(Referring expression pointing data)
[Start of section]

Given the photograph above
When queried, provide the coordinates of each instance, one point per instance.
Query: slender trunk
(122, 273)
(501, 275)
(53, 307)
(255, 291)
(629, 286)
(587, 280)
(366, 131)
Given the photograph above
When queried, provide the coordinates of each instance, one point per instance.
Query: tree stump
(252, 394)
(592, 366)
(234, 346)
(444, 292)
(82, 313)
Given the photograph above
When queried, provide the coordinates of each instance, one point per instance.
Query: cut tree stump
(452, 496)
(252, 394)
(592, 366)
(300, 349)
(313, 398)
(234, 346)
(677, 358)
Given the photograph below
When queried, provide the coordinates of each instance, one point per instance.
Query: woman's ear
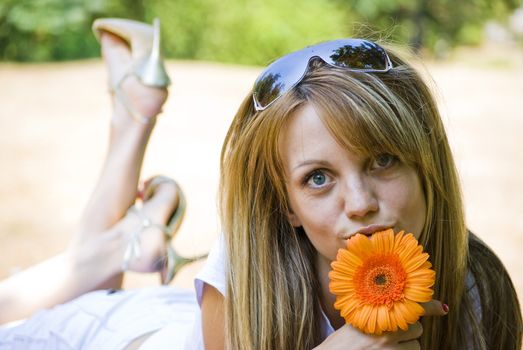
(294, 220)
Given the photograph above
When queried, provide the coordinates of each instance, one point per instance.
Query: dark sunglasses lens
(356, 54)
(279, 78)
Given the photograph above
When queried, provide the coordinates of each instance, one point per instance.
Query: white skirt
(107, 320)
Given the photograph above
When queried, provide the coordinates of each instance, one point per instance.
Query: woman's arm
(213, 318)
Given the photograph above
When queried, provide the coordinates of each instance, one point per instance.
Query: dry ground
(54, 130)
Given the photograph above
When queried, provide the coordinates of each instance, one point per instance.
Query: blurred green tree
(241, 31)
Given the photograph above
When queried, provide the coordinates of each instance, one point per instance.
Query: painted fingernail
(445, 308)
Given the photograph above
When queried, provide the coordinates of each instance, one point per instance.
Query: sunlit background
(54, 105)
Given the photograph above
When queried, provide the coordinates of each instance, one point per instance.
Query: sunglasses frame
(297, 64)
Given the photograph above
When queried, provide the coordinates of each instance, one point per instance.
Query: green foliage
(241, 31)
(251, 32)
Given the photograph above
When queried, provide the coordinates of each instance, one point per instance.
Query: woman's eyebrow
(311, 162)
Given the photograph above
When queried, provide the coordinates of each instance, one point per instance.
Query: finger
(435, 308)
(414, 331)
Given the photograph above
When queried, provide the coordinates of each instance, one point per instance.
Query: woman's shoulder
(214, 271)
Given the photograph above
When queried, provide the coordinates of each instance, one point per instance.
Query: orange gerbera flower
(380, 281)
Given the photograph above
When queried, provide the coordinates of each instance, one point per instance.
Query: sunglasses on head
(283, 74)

[End of section]
[Start of section]

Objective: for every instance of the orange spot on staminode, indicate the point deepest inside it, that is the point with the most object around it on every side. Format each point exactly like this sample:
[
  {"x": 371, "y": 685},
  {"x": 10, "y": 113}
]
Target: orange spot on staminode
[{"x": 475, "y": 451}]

[End of section]
[Start of section]

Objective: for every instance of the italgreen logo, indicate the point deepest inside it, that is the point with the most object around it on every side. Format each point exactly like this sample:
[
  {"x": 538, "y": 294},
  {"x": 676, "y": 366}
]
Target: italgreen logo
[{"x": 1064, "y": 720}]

[End of section]

-- DIRECTIONS FOR THIS TASK --
Look through the data above for the word "sample". Report each line where it occurs.

-- RESPONSE TO THE EXERCISE --
Objective: for every instance of the orange spot on staminode, indicate the point deepest inside it, that is the point with the most object around it on every side. Format each point exactly like this sample:
Objective: for every instance of the italgreen logo, indicate the point deepest inside it, that is the point with the most object around it on every side. Format each point exactly like this sample:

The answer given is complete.